───── Data entries

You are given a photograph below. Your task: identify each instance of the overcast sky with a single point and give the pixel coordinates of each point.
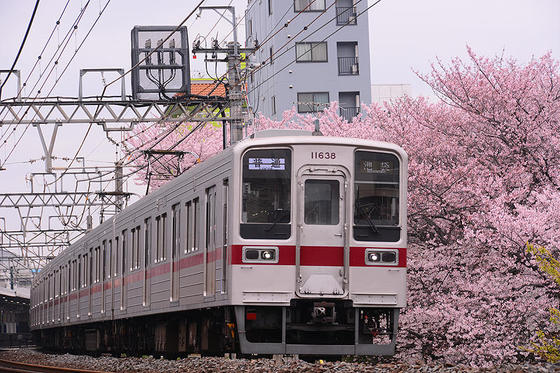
(406, 35)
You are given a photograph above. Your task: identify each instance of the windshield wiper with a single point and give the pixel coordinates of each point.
(279, 216)
(366, 213)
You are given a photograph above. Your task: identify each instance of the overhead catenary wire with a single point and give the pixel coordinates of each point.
(60, 76)
(257, 48)
(21, 46)
(168, 132)
(63, 45)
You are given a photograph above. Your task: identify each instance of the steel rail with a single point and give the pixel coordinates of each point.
(16, 366)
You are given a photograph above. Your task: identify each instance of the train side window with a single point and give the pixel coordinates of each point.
(91, 278)
(104, 261)
(376, 197)
(175, 230)
(75, 286)
(196, 214)
(123, 252)
(225, 197)
(135, 250)
(86, 270)
(79, 271)
(69, 277)
(116, 270)
(188, 226)
(147, 241)
(134, 243)
(266, 194)
(110, 259)
(163, 236)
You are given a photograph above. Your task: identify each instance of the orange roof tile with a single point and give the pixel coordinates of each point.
(205, 89)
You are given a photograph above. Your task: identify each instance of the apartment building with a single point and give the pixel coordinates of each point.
(312, 52)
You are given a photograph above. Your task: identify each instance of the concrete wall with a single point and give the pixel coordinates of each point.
(282, 80)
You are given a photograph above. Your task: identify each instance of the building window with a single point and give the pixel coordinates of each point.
(311, 52)
(309, 5)
(349, 103)
(346, 13)
(347, 53)
(312, 102)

──────────

=== Directions for this task ===
Could you repeat, word for word, the stretch from the line containing "of the concrete" through the end of the records?

=== Task output ===
You are given a photograph above. Your task: identify each instance of the concrete wall with a single point and give the pixel coordinates of each point.
(282, 80)
You are given a photograph above. Your task: identify each instance of the building window with a single point and give the pixel coordinates of each point.
(311, 52)
(309, 5)
(349, 103)
(346, 13)
(347, 53)
(312, 102)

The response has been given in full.